_WORK TASK_:
Produce a verbatim copy of the records, and keep the images out of it.

_PROVIDED DATA_:
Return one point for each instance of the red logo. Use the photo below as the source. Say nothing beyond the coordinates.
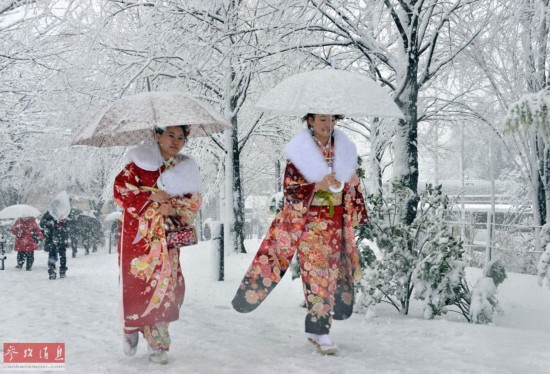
(26, 356)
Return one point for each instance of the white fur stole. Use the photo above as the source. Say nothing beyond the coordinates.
(305, 154)
(184, 177)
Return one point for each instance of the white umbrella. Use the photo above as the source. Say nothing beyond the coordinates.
(19, 211)
(131, 120)
(60, 207)
(329, 91)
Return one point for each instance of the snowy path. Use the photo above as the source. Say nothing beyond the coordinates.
(82, 312)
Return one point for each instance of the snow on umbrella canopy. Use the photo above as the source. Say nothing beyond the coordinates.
(19, 211)
(131, 119)
(329, 91)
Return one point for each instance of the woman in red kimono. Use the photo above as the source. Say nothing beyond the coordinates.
(323, 203)
(159, 188)
(27, 236)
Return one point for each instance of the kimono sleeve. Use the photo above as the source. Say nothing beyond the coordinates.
(297, 191)
(127, 193)
(187, 207)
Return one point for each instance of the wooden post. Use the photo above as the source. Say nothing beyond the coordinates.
(217, 245)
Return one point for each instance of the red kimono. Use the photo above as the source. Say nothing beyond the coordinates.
(150, 273)
(325, 241)
(27, 233)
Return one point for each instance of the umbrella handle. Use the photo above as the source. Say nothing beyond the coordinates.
(332, 189)
(336, 190)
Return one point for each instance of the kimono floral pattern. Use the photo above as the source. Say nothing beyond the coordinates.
(329, 260)
(151, 276)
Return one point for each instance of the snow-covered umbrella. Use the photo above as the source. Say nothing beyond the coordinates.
(329, 91)
(131, 119)
(60, 207)
(19, 211)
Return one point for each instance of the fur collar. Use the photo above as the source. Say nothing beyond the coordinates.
(184, 177)
(304, 153)
(146, 156)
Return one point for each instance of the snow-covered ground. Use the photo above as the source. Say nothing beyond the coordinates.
(210, 337)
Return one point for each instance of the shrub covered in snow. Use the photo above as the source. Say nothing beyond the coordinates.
(543, 266)
(484, 302)
(421, 260)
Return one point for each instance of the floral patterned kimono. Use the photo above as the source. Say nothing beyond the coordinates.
(320, 228)
(151, 278)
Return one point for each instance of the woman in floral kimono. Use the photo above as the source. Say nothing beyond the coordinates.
(322, 206)
(159, 190)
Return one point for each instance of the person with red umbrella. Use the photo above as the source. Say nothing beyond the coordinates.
(27, 236)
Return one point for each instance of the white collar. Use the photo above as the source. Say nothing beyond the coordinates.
(183, 177)
(305, 154)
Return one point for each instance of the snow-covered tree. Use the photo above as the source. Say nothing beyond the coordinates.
(421, 260)
(404, 45)
(484, 303)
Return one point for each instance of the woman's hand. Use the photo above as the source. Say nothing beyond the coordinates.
(328, 180)
(160, 197)
(167, 209)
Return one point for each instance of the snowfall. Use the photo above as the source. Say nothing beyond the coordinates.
(210, 337)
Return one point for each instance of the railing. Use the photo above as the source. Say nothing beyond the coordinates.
(518, 245)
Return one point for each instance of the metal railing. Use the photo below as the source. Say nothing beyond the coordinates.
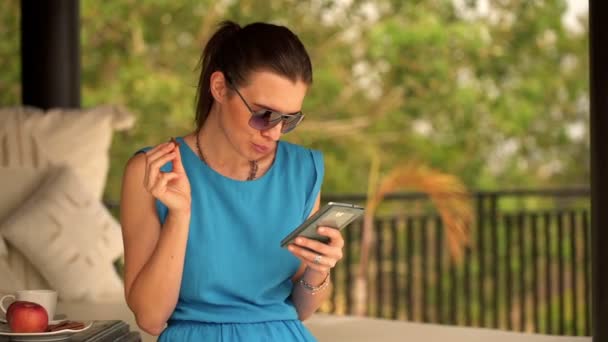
(526, 267)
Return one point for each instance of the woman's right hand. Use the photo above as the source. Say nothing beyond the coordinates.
(171, 188)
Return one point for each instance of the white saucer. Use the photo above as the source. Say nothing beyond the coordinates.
(59, 335)
(56, 320)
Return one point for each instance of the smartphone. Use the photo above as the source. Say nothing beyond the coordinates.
(333, 214)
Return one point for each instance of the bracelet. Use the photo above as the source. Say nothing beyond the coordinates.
(314, 289)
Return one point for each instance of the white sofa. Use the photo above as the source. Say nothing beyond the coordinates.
(345, 328)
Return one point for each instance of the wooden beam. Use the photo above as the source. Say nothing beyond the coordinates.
(598, 57)
(50, 53)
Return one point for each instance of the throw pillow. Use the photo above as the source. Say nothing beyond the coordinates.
(80, 138)
(70, 237)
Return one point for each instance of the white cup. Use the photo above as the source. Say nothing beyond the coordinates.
(46, 298)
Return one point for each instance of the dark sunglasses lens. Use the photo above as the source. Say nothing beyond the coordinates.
(291, 123)
(264, 120)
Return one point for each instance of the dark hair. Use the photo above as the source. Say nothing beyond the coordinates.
(238, 51)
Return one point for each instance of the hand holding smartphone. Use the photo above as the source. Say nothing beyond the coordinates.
(333, 214)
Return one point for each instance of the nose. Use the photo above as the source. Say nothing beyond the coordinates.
(273, 133)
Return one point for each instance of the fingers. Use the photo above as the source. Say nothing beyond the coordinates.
(159, 187)
(317, 255)
(153, 168)
(319, 248)
(177, 162)
(334, 235)
(313, 260)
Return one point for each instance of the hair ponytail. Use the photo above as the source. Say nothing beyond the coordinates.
(238, 51)
(209, 63)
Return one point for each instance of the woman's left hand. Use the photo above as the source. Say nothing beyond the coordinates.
(317, 255)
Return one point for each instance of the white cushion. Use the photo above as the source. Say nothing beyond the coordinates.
(70, 237)
(17, 184)
(80, 138)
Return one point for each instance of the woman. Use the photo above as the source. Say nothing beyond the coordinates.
(203, 216)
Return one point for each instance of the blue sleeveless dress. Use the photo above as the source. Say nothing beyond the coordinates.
(236, 283)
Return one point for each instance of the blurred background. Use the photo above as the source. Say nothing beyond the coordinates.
(492, 94)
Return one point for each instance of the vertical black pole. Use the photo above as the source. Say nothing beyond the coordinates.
(598, 53)
(50, 53)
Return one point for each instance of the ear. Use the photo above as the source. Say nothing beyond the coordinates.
(218, 86)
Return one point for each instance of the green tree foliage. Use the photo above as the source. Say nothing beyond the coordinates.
(497, 98)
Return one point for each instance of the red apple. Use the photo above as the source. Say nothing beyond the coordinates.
(27, 317)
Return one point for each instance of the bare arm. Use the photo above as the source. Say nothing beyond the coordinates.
(154, 255)
(305, 301)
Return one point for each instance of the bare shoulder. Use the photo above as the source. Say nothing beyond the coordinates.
(136, 203)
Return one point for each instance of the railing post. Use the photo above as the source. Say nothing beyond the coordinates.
(50, 53)
(598, 42)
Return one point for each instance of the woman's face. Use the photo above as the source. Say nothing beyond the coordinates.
(265, 90)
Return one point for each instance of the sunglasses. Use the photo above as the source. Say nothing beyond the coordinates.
(265, 119)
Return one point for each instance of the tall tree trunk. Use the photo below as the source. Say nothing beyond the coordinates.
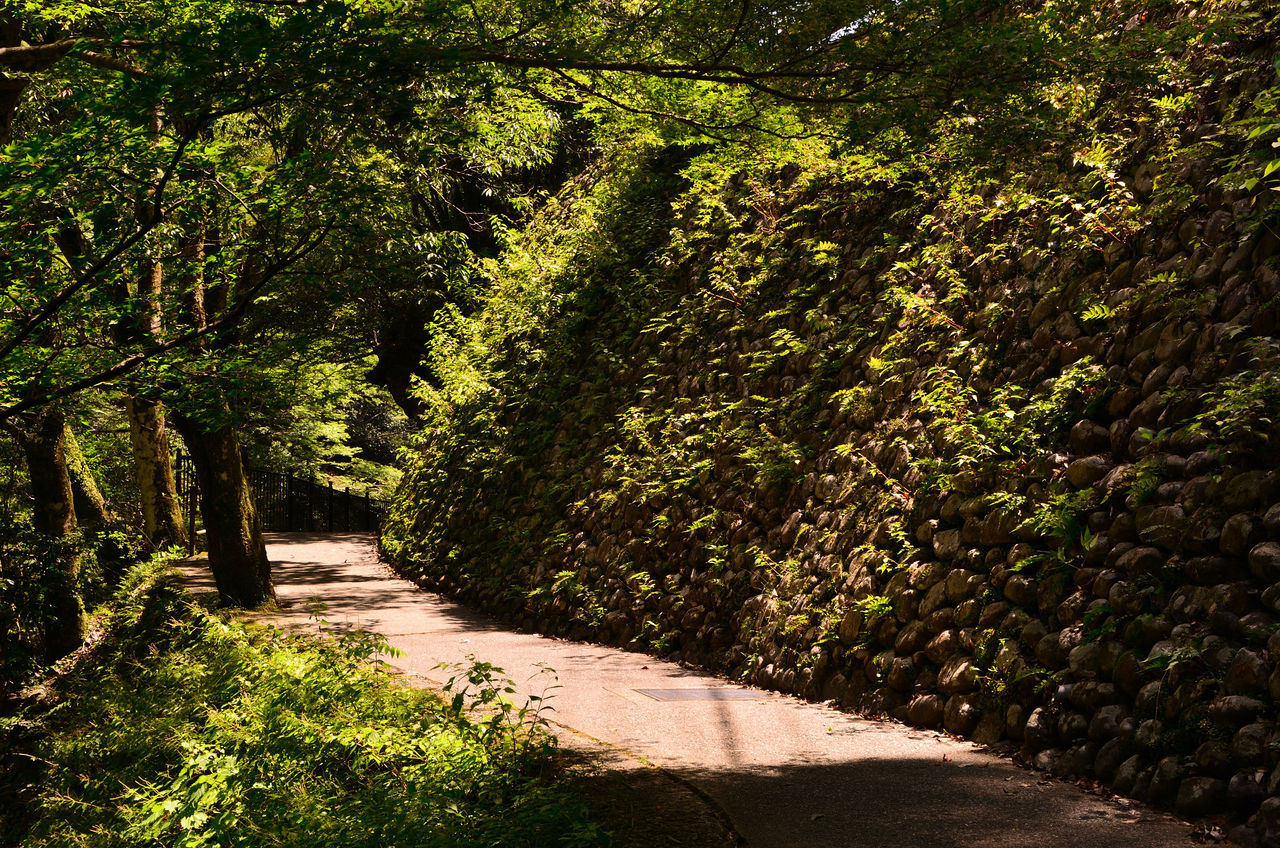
(91, 509)
(42, 443)
(161, 507)
(237, 554)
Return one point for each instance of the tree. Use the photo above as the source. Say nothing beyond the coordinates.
(209, 169)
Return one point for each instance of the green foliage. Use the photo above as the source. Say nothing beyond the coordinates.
(187, 729)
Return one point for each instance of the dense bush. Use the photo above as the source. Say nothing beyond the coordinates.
(184, 728)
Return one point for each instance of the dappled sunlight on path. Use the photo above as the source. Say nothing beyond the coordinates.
(785, 773)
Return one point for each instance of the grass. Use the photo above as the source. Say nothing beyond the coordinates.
(190, 729)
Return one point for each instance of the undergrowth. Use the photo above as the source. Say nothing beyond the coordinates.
(188, 729)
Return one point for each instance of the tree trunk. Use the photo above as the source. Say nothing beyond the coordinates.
(44, 446)
(161, 507)
(91, 509)
(237, 554)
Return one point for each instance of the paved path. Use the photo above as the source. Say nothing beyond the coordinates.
(787, 774)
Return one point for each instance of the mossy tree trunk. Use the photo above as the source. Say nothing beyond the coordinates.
(237, 554)
(161, 507)
(92, 511)
(42, 440)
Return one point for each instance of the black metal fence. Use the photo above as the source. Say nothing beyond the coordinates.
(291, 504)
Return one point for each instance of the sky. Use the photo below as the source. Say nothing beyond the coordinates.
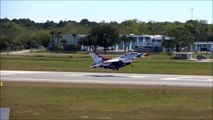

_TASK RESULT_:
Return one point for each instance of the red logo. Use the photo below as the source. Say nothing beyond the coordinates.
(26, 356)
Return one point for each instance of the white fur stole. Use the photo above as the source. Say nothing beyond the coordinates.
(305, 154)
(184, 177)
Return one point for each instance of the white umbrella. Use the photo above as the source. Say nothing beyond the coordinates.
(19, 211)
(131, 120)
(60, 207)
(329, 91)
Return one point for each instance of the snowy path. Use the photo above as the source. Say nothing beyond the coordinates.
(82, 312)
Return one point for each instance of the snow on umbrella canopy. Use the photo above as the source. Say nothing beyond the coordinates.
(19, 211)
(131, 119)
(329, 91)
Return one point for each instance of the woman in red kimono. Use the photo above as the source. Say nothing beyond the coordinates.
(323, 203)
(159, 188)
(27, 236)
Return one point for each instance of the kimono sleeve. Use the photo above as the source. Say nothing beyond the coordinates.
(297, 191)
(127, 193)
(187, 207)
Return one point for each instance of the wooden post. Use the photo above as the source. Say nothing beyond the coordinates.
(217, 245)
Return one point for each instance of the red kimono. Use the photo above as the source. Say nothing beyond the coordinates.
(150, 273)
(325, 241)
(27, 233)
Return one point for each instance of the umbrella handle. Use the photo above as the source. Say nothing beyond the coordinates.
(332, 189)
(336, 190)
Return one point for each instance of the kimono floral pattern. Use the photo above as the source. Say nothing beyond the coordinates.
(329, 260)
(151, 276)
Return one point for each instance of the snow-covered umbrella. Use the photo above as the source. Say nothing beyond the coordinates.
(329, 91)
(131, 119)
(60, 207)
(19, 211)
Return one point for each instance of the fur collar. Use the photo above as the source. Say nothing beyond the coordinates.
(184, 177)
(304, 153)
(146, 156)
Return one point for each instance of the snow-covered ground. Use the photo above as the source. Say nothing beyond the coordinates.
(210, 337)
Return one point for each instance of the shrub covered in snow. Use the photo above as the source. Say nothing beyond the coordinates.
(543, 266)
(484, 302)
(421, 260)
Return one point for each instance of the floral patterned kimono. Use the photo above as the source. Say nothing beyond the coordinates.
(320, 228)
(151, 278)
Return one point for each instance of the woman in floral kimono. Use the photo above as the source. Say nothing beyond the coordinates.
(322, 206)
(159, 190)
Return one point for each instance of the person with red umbrella. Use the photo above as the source. Say nothing beyond the coordinates.
(27, 236)
Return one point for each instance of the white collar. Use the photo above as the source. Say nothing beyond the coordinates.
(183, 177)
(305, 154)
Return one point for each instance of the snow-covered tree. Use the photo above as the source. Say nothing beyond the coordinates.
(421, 260)
(404, 45)
(484, 303)
Return one point for each instance of the woman's hand. Use the photo above as the source. Say nothing beyond the coordinates.
(328, 180)
(160, 197)
(167, 209)
Return one point for each instance of the snowfall. Use the photo above as the source. Say nothing beyond the coordinates.
(210, 337)
Return one point for each instance of the railing. Use the photo above as the source. Say nothing beyond the coordinates.
(518, 245)
Return one point for each instance of the metal railing. Use the photo below as the source. Say nothing beyond the coordinates.
(526, 267)
Return one point for each instance of the woman's right hand. Use the photo above as the source. Say nothing beyond the coordinates.
(171, 188)
Return one point for each instance of the white saucer. Use the photo above as the source. Say nothing beyond the coordinates.
(59, 335)
(56, 320)
Return one point for each instance of the smartphone. Use the photo above as the source. Say nothing beyond the coordinates.
(333, 214)
Return one point for each instance of the bracelet. Use the photo above as the source. Say nothing beyond the coordinates.
(314, 289)
Return one point for each instance of the white sofa. Use the photo above as the source. Say nothing beyond the coordinates.
(345, 328)
Return one point for each instance of the wooden beam. Use the photo above as the source. Say nothing beyond the coordinates.
(598, 57)
(50, 53)
Return one point for each instance of the throw pillow. Use the photo above as the source. Say nothing beyond the coordinates.
(80, 138)
(70, 237)
Return one point for each instance of the white cup. Use the photo above as the source. Say nothing beyond the coordinates.
(46, 298)
Return one point for each instance of the dark sunglasses lens. Use the photo above as the source. Say nothing beyond the coordinates.
(291, 123)
(264, 120)
Return one point for each instance of the dark hair. Use the photo above as the source. Say nothing beyond the coordinates.
(238, 51)
Return one point for each instance of the hand holding smartphone. Use the photo above as the source. Say nothing beyond the coordinates.
(333, 214)
Return one point for each instance of the nose. Use the photo above as the source. Say nothing beyond the coordinates.
(273, 133)
Return one point for each instance of the fingers. Use the photo above as the source. Say nothing beyond the coordinates.
(159, 187)
(317, 255)
(153, 168)
(319, 248)
(177, 162)
(334, 235)
(313, 260)
Return one point for each instance of the hair ponytail. Use the photo above as the source. Say nothing beyond the coordinates.
(238, 51)
(209, 63)
Return one point for each instance of the woman's left hand. Use the photo above as the source. Say nothing beyond the coordinates.
(317, 255)
Return one point for each instance of the white cushion. Use the photo above as the source. Say nothing beyond the coordinates.
(70, 237)
(17, 184)
(80, 138)
Return one point for each instance of the woman. Use the photo above as the source. Say nothing beyond the coordinates.
(203, 216)
Return one point for each instance of the blue sleeveless dress. Use the photo above as the source. Say nothing beyond the coordinates.
(236, 283)
Return one point for each instance of the blurred background. Use the photo above as the source. Say nothing beyond the coordinates.
(492, 94)
Return one point for each instance of the vertical black pole. Use the photo above as the source. Say nothing beyond the coordinates.
(598, 53)
(50, 53)
Return one point for each instance of the ear. Use the photo above as the source. Say nothing beyond the coordinates.
(218, 86)
Return one point for each instance of the green tree foliage. Use the photo above as the source. Say nothing beyond the coordinates.
(497, 98)
Return one point for each instance of the red apple. Use the photo above as the source. Say nothing beyond the coordinates.
(27, 317)
Return one point for each instance of the bare arm. Use the photo above as the source. Say nothing beyond the coordinates.
(154, 255)
(305, 301)
Return one point for each instance of the bare shoulder. Use the photo above as the source. Say nothing beyond the coordinates.
(136, 203)
Return one point for each instance of the railing post. Use the photo above as the source. Say nothing beyond the coordinates.
(50, 53)
(598, 42)
Return one point for each instance of the woman's face. Use the photo above as the source. Say nothing beyond the coordinates.
(265, 90)
Return one point for each instance of the sunglasses. Use the photo above as the source. Say nothing beyond the coordinates.
(265, 119)
Return one point for each instance of the tall tree trunk. Use the photo below as the source. Say nothing beyond the coordinates.
(91, 509)
(42, 443)
(161, 507)
(237, 554)
Return one point for each instance of the tree. Use the photo above as the source. Say nothing beyond the coordinates.
(209, 169)
Return one point for each instance of the green foliage. Use the photo above as the source. Say nothing beyond the coordinates.
(187, 729)
Return one point for each instance of the dense bush. Use the photo above as the source. Say nothing beyond the coordinates.
(184, 728)
Return one point for each instance of the dappled sunlight on path. Use the photo above as the source. Say nothing beyond the coordinates.
(785, 773)
Return one point for each instance of the grass. Use the photo above as the source. Say nothing beyond the coordinates.
(190, 729)
Return one point for each instance of the undergrowth. Use the photo above as the source. Say nothing beyond the coordinates.
(188, 729)
Return one point for each instance of the tree trunk. Use the photo above as the source. Say nothing beyond the coordinates.
(44, 446)
(161, 507)
(91, 509)
(237, 554)
Return one point for each instance of the paved path. Use the photo above as the source. Say nothing beyond the coordinates.
(787, 774)
Return one point for each instance of the mossy tree trunk. Use the photo above as the source. Say nothing beyond the coordinates.
(237, 554)
(161, 507)
(92, 511)
(42, 440)
Return one point for each instance of the black metal fence. Use the photo above as the source. Say nothing beyond the coordinates.
(291, 504)
Return one point for each instance of the sky. Use the photo below as the source. Say nothing beyond the coordinates.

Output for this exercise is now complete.